Last week I was down in Florida working with one of our newest MLB partners in preparation for Spring Training 2019. While most of our conversations were about the new Balance and Plank findings and return to performance considerations, we also discussed training implications for healthy athletes. As much as we talk about recommending “X” when we see a certain scan or sequencing pattern, sometimes it’s more about what you take out of program than what you add.
Like medicine, as much as there is a good prescription for a particular diagnosis, we also have to understand that there is “bad” medicine as well. Continuing to train the specific qualities that an individual excels at is just as dangerous as not training at all, and we have shown this through our research published in the Journal of Strength and Conditioning.
“Our gene expression, our hormones, our immune system, our gut flora, our brain chemistry, our muscle mass, our metabolism and more are all changed with every single bite of food.” – Mark Hyman, M.D.
Just as the food we eat impacts our bodies at the deepest cellular level (known as nutrigenomics), so does every dose of physical activity, good or bad. Training is not just loads and intensities in the weight room – our neuromuscular system is impacted by every decision we make. Riding the bike after training for cardio, doing extra “core” training, and extra sauna sessions can all impact the way our body functions, sequences, and adapts from both a physical and hormonal standpoint.

◆ Exercise ◆
Write the next few paragraphs of the training and nutrigenomics piece, picking up after its last sentence.

◆ Study material ◆

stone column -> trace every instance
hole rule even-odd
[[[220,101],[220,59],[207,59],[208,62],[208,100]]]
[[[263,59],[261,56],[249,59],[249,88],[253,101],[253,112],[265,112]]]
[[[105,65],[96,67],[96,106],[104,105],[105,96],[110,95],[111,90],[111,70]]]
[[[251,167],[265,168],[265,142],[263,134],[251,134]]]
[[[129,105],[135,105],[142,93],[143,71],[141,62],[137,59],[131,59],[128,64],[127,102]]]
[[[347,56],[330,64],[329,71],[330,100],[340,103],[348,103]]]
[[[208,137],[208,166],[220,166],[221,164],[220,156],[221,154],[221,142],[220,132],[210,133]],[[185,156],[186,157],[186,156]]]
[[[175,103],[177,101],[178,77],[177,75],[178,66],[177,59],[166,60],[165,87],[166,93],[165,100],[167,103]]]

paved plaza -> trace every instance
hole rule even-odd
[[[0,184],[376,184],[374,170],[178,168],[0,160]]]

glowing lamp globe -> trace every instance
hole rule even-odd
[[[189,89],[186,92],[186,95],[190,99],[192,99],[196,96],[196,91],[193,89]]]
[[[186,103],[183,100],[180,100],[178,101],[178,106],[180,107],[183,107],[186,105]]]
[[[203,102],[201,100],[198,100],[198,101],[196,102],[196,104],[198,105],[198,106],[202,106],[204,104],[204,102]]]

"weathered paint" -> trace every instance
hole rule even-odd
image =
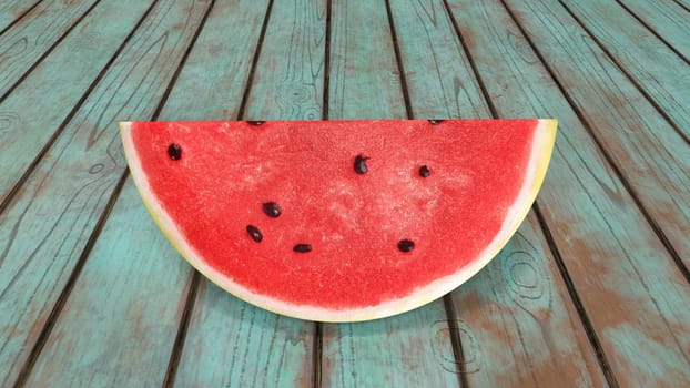
[[[501,3],[451,3],[498,114],[559,119],[559,141],[537,202],[616,378],[623,385],[645,376],[682,386],[690,370],[690,335],[681,330],[690,321],[687,280]],[[633,351],[617,351],[612,340],[623,323],[638,330],[627,338]],[[651,356],[646,341],[664,351]],[[640,358],[647,368],[638,369]]]
[[[78,104],[151,1],[105,2],[89,12],[10,95],[0,102],[0,202]],[[110,16],[120,14],[112,19]],[[98,44],[93,38],[101,37]],[[0,37],[1,38],[1,37]]]
[[[215,3],[173,88],[172,94],[180,98],[169,101],[161,120],[236,119],[267,7],[268,1]],[[153,227],[150,233],[160,231]],[[186,263],[180,255],[174,259]],[[310,386],[313,336],[313,323],[254,307],[203,279],[174,382],[179,387]]]
[[[562,3],[690,139],[688,63],[613,1]]]
[[[4,31],[0,40],[0,95],[7,93],[63,34],[73,29],[93,3],[95,0],[43,1]]]
[[[329,119],[405,119],[383,2],[335,1],[331,12]],[[456,387],[443,300],[403,315],[323,325],[325,387]],[[445,330],[444,330],[445,329]]]
[[[105,13],[100,16],[100,20],[105,20],[108,12],[119,12],[118,7],[124,7],[132,16],[121,19],[122,24],[119,25],[123,30],[131,29],[148,7],[145,3],[118,4],[114,8],[104,7],[102,10]],[[114,24],[113,29],[118,27]],[[93,28],[104,27],[94,23]],[[106,31],[114,32],[110,29]],[[115,48],[121,43],[115,40],[116,37],[113,35]],[[120,37],[120,40],[123,38]],[[68,42],[81,43],[81,40]],[[106,55],[110,54],[108,48],[105,43],[101,48]],[[115,48],[110,47],[112,51]],[[52,54],[60,59],[68,57],[70,52],[78,50],[68,45]],[[102,63],[105,60],[106,58]],[[0,137],[0,146],[11,150],[0,153],[0,165],[3,170],[0,176],[3,183],[8,183],[4,178],[10,177],[9,172],[22,174],[23,170],[19,169],[26,169],[35,156],[39,144],[32,143],[31,136],[47,139],[58,130],[62,116],[72,108],[70,103],[75,103],[88,86],[88,83],[78,81],[74,81],[74,89],[69,88],[69,83],[55,86],[52,84],[54,74],[57,69],[63,69],[62,65],[59,61],[43,63],[41,67],[45,68],[33,73],[34,75],[0,105],[0,111],[9,108],[11,112],[16,112],[16,115],[10,115],[16,120],[7,127],[12,133],[4,133]],[[100,68],[98,61],[93,63]],[[133,63],[129,67],[132,65]],[[122,71],[122,68],[120,70],[120,74],[111,73],[105,80],[125,83],[123,79],[126,71]],[[75,67],[75,71],[71,74],[73,80],[90,72],[97,73],[81,67]],[[51,89],[42,88],[43,83],[52,84],[54,93],[49,92]],[[38,164],[33,174],[9,203],[7,211],[0,214],[0,310],[16,309],[14,314],[0,314],[0,386],[12,381],[27,360],[124,170],[121,151],[111,144],[118,139],[116,131],[109,134],[106,126],[109,120],[114,122],[119,112],[126,108],[121,102],[113,103],[118,101],[113,98],[119,90],[118,85],[119,83],[115,86],[103,83],[92,93],[89,103],[65,126],[63,136]],[[132,90],[135,91],[134,85]],[[125,89],[125,93],[134,93],[132,90]],[[42,92],[44,95],[34,95],[34,92]],[[150,94],[140,91],[135,95],[146,99]],[[130,106],[136,104],[139,100],[134,99]],[[150,110],[152,109],[151,106]],[[0,123],[3,123],[2,120]],[[21,137],[12,139],[16,136]],[[8,137],[9,143],[4,143]],[[35,139],[33,141],[38,142]],[[28,152],[24,147],[33,149],[33,152]],[[17,170],[10,167],[13,163],[18,164]]]
[[[674,1],[619,0],[636,18],[690,60],[690,12]]]

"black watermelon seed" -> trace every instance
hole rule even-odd
[[[172,143],[168,146],[168,155],[173,161],[179,161],[182,157],[182,147],[177,143]]]
[[[312,252],[312,244],[296,244],[292,249],[297,253]]]
[[[428,177],[430,174],[432,172],[429,171],[429,167],[426,166],[426,164],[419,167],[419,175],[422,175],[422,177]]]
[[[261,231],[258,229],[258,227],[254,225],[247,225],[246,233],[248,233],[252,239],[257,243],[261,243],[261,241],[264,239],[264,235],[261,234]]]
[[[355,172],[357,174],[366,174],[366,172],[368,171],[366,169],[366,161],[368,161],[371,157],[364,157],[362,156],[362,154],[357,155],[357,157],[355,157]]]
[[[414,248],[415,243],[413,243],[410,239],[406,238],[398,242],[398,249],[400,249],[402,252],[410,252]]]
[[[271,218],[277,218],[283,212],[281,211],[281,206],[278,206],[278,204],[276,204],[275,202],[266,202],[262,205],[262,207],[264,210],[264,213],[266,213],[266,215]]]

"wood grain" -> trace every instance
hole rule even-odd
[[[335,1],[328,118],[406,119],[385,3]]]
[[[140,204],[129,180],[27,387],[163,381],[190,272]]]
[[[243,119],[322,118],[325,33],[325,1],[275,1]]]
[[[151,1],[104,2],[0,103],[0,203],[88,92]],[[112,14],[120,18],[112,19]],[[95,44],[98,42],[98,44]]]
[[[507,3],[633,194],[690,267],[688,144],[560,7],[548,1]]]
[[[561,0],[690,142],[690,65],[610,0]]]
[[[619,0],[619,3],[690,61],[690,12],[673,1]]]
[[[396,25],[405,25],[404,32],[398,35],[398,42],[400,44],[400,52],[405,60],[404,67],[406,74],[412,73],[408,76],[418,76],[418,88],[410,86],[410,100],[413,103],[413,110],[418,111],[416,108],[420,102],[424,104],[429,98],[428,95],[438,93],[436,85],[438,84],[465,84],[464,96],[467,106],[464,109],[455,110],[456,102],[454,99],[444,99],[444,105],[440,109],[446,109],[449,112],[454,112],[455,115],[468,114],[469,118],[490,116],[488,106],[484,103],[481,91],[471,73],[469,61],[467,60],[463,47],[459,41],[450,40],[446,38],[446,45],[444,47],[443,40],[434,39],[436,35],[455,37],[453,23],[447,19],[445,9],[440,1],[433,4],[426,3],[428,8],[422,8],[422,3],[415,3],[413,1],[406,3],[407,7],[414,7],[417,10],[415,12],[404,12],[405,8],[399,6],[399,2],[392,3],[393,12],[396,14]],[[398,7],[400,7],[398,11]],[[422,9],[420,9],[422,8]],[[414,23],[412,20],[404,21],[404,17],[409,16],[426,16],[428,19],[420,19],[420,22]],[[436,17],[433,17],[436,16]],[[400,20],[402,22],[398,22]],[[410,29],[410,27],[415,29]],[[426,31],[422,31],[422,29]],[[425,37],[434,37],[432,39]],[[454,39],[457,39],[455,37]],[[433,42],[434,50],[424,49],[425,45]],[[415,48],[414,50],[412,48]],[[444,63],[466,63],[465,69],[461,72],[414,72],[410,70],[407,53],[409,52],[415,57],[413,67],[423,69],[425,65],[427,69],[437,68],[432,61],[436,55],[435,51],[443,53],[453,53],[455,59],[444,61]],[[420,61],[426,59],[426,61]],[[414,68],[413,68],[414,69]],[[465,74],[461,79],[456,79],[457,74]],[[426,78],[424,78],[426,75]],[[461,80],[461,81],[460,81]],[[409,81],[412,83],[412,81]],[[474,106],[474,108],[473,108]],[[438,106],[433,108],[439,109]],[[469,112],[469,113],[467,113]],[[504,248],[504,257],[519,257],[524,258],[525,246],[542,247],[544,241],[535,232],[532,224],[526,224],[520,228],[520,237],[515,237]],[[520,236],[518,235],[518,236]],[[525,241],[525,236],[529,238]],[[470,386],[481,384],[487,386],[520,386],[528,381],[527,385],[536,382],[540,385],[547,385],[549,381],[556,381],[559,377],[567,376],[582,382],[590,385],[601,385],[601,372],[596,364],[593,351],[589,348],[582,327],[579,325],[577,313],[572,307],[568,297],[568,292],[559,282],[558,272],[549,264],[549,257],[540,253],[535,253],[536,248],[528,251],[528,257],[531,259],[529,264],[532,265],[535,270],[539,270],[540,286],[546,288],[546,293],[549,293],[548,308],[539,310],[539,302],[534,302],[531,305],[513,298],[513,292],[507,284],[515,284],[514,274],[510,272],[498,270],[500,268],[499,259],[493,262],[487,268],[480,272],[479,280],[474,280],[460,286],[453,293],[455,300],[456,312],[458,316],[454,319],[456,321],[453,326],[457,326],[461,339],[461,359],[457,359],[455,363],[444,363],[444,367],[448,370],[454,370],[463,375],[463,380],[467,381]],[[548,269],[542,269],[548,268]],[[490,276],[490,274],[494,274]],[[486,289],[493,292],[488,295]],[[485,295],[484,299],[478,300],[476,295]],[[474,299],[474,300],[473,300]],[[544,300],[541,300],[544,303]],[[501,306],[498,309],[496,306]],[[528,309],[526,313],[525,310]],[[534,313],[538,315],[538,318],[529,315]],[[547,313],[548,312],[548,313]],[[500,316],[501,319],[497,319],[496,316]],[[487,319],[486,317],[489,317]],[[562,340],[555,341],[549,338],[554,333],[558,331],[569,333],[570,336],[561,337]],[[519,338],[525,338],[525,341],[516,340],[517,335]],[[546,339],[545,339],[546,338]],[[532,339],[531,341],[529,339]],[[549,343],[548,347],[541,347],[545,341]],[[506,363],[506,355],[510,355],[513,359],[510,363]],[[524,376],[526,370],[522,368],[528,365],[531,368],[538,369],[544,372],[536,380],[525,380]],[[559,369],[560,368],[560,369]]]
[[[416,119],[490,118],[440,1],[392,0],[403,69]]]
[[[41,2],[41,0],[4,0],[0,3],[0,32],[8,25],[17,22],[31,7]]]
[[[453,4],[499,115],[559,119],[538,203],[616,379],[686,385],[690,285],[505,8]]]
[[[265,0],[215,3],[171,93],[180,98],[169,100],[161,120],[236,119],[267,7]],[[254,307],[203,279],[174,382],[310,386],[313,341],[313,323]]]
[[[471,387],[606,386],[534,214],[453,296]]]
[[[405,119],[386,4],[335,1],[331,12],[329,119]],[[403,315],[323,325],[325,387],[455,387],[443,300]]]
[[[0,39],[0,96],[63,34],[71,31],[94,2],[95,0],[43,1],[6,31]]]
[[[2,261],[0,308],[6,310],[10,308],[9,306],[23,306],[16,314],[0,317],[0,326],[4,327],[0,365],[7,368],[7,374],[0,374],[0,376],[7,376],[6,381],[10,381],[12,376],[16,376],[17,369],[21,367],[31,351],[38,334],[124,172],[125,163],[116,122],[123,119],[145,119],[153,114],[207,4],[207,1],[193,0],[159,2],[65,126],[54,146],[37,166],[22,191],[13,198],[8,211],[0,216],[0,225],[2,225],[0,241],[4,247],[0,256]],[[130,9],[133,9],[131,4]],[[132,204],[126,206],[133,207]],[[116,210],[121,208],[116,207]],[[133,215],[136,214],[133,213]],[[145,212],[143,214],[145,215]],[[124,227],[125,216],[120,217],[123,218],[119,218],[118,226],[113,226],[111,233],[115,234],[112,236],[113,243],[124,244],[126,239],[122,234],[126,234],[129,228]],[[132,222],[141,227],[141,221]],[[151,227],[153,227],[152,223]],[[110,238],[108,236],[106,233],[103,238]],[[136,241],[132,243],[133,246],[123,246],[122,251],[116,254],[141,251],[141,246],[136,245],[139,243],[140,241]],[[108,262],[100,263],[99,261],[104,258],[98,255],[97,251],[93,256],[97,263],[94,265],[105,265]],[[73,349],[75,354],[108,353],[114,349],[113,345],[103,343],[97,345],[98,339],[113,340],[118,336],[120,336],[118,338],[120,351],[138,349],[136,344],[141,344],[144,339],[160,340],[154,337],[129,338],[125,335],[125,327],[141,321],[128,320],[126,316],[120,319],[112,318],[116,314],[109,308],[114,308],[116,295],[102,293],[102,290],[109,289],[110,282],[115,278],[122,287],[126,287],[128,282],[134,282],[131,277],[124,276],[128,270],[134,270],[126,266],[135,268],[141,263],[122,262],[119,256],[109,256],[108,259],[111,258],[118,258],[118,265],[124,267],[112,269],[113,272],[93,273],[90,266],[91,261],[89,261],[84,268],[89,275],[81,277],[81,282],[77,284],[78,289],[82,287],[83,290],[72,294],[73,298],[65,308],[64,318],[55,327],[57,334],[50,337],[49,344],[45,345],[47,354],[69,353],[68,349]],[[153,268],[151,267],[151,272],[142,272],[141,275],[154,276],[156,272],[152,272]],[[140,280],[136,279],[136,282]],[[161,277],[160,279],[160,282],[168,280],[170,278]],[[151,282],[158,282],[158,279]],[[132,308],[129,304],[136,299],[132,293],[138,292],[136,287],[131,288],[129,295],[122,290],[118,294],[122,297],[120,302],[128,304],[128,309]],[[180,289],[174,290],[174,293],[180,292]],[[164,294],[160,294],[159,297],[163,298]],[[105,298],[108,303],[104,303],[102,298]],[[171,294],[171,299],[176,298],[179,295]],[[146,306],[144,302],[141,304]],[[170,308],[173,314],[176,313],[177,307],[174,303],[170,304]],[[88,319],[90,310],[100,310],[102,315],[94,316],[94,319],[90,320]],[[135,316],[145,316],[144,312],[130,313]],[[112,326],[104,325],[103,315],[111,317],[109,323]],[[159,318],[149,316],[146,319]],[[172,317],[166,325],[176,327]],[[121,329],[125,331],[119,331]],[[75,338],[83,337],[83,333],[89,333],[89,330],[112,330],[112,333],[109,334],[109,338],[91,338],[93,343]],[[59,339],[55,339],[55,336]],[[91,346],[93,348],[90,348]],[[144,350],[144,348],[141,349]],[[163,357],[163,365],[165,365],[170,348],[156,351],[165,354]],[[83,372],[79,370],[83,365],[67,365],[73,361],[70,357],[40,357],[37,361],[39,371],[34,378],[38,380],[58,378],[51,375],[51,370],[70,368],[74,368],[73,375],[65,372],[59,378],[79,376]],[[60,365],[60,363],[65,364]],[[111,365],[113,368],[126,369],[128,360],[120,359],[113,363],[116,364],[116,366]],[[129,363],[135,364],[138,360],[132,358]],[[42,372],[47,375],[43,376]]]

◆ Expected answer ◆
Volume is a silent killer
Baseball is familiar with the term “Extra Work.” In fact, some organizations have set groups both pre and post skill work where an athlete will spend extra time on their swing and/or pitching. The problem is that even though this is normal in most sport settings, we still fail to recognize the impact of that extra volume. Throwing, or hitting “until it’s right” is a recipe for disaster. I’ll save my thoughts on “fat camp” for my next novel.
When utilizing the Sparta Scan, it becomes easier to monitor how all the extra work and training is impacting that specific individual. While in Florida, I emphasized how important it can be to tweak volumes based off the information they were seeing in the software. Sometimes, using the information available to “pull back” is the difference between breaking camp with the team, or staying back in the tub. I’ve been the tub guy. Don’t be him.
It’s all about the athlete
At the end of the day, our athletes have personal lives outside of training. Riding their bike, pick up basketball games, and late night runs to Sonic happen to be part of it at times. Using a neuromuscular snapshot to identify when they are running optimally – or not, or not is crucial in the success of both the athlete and the practitioner.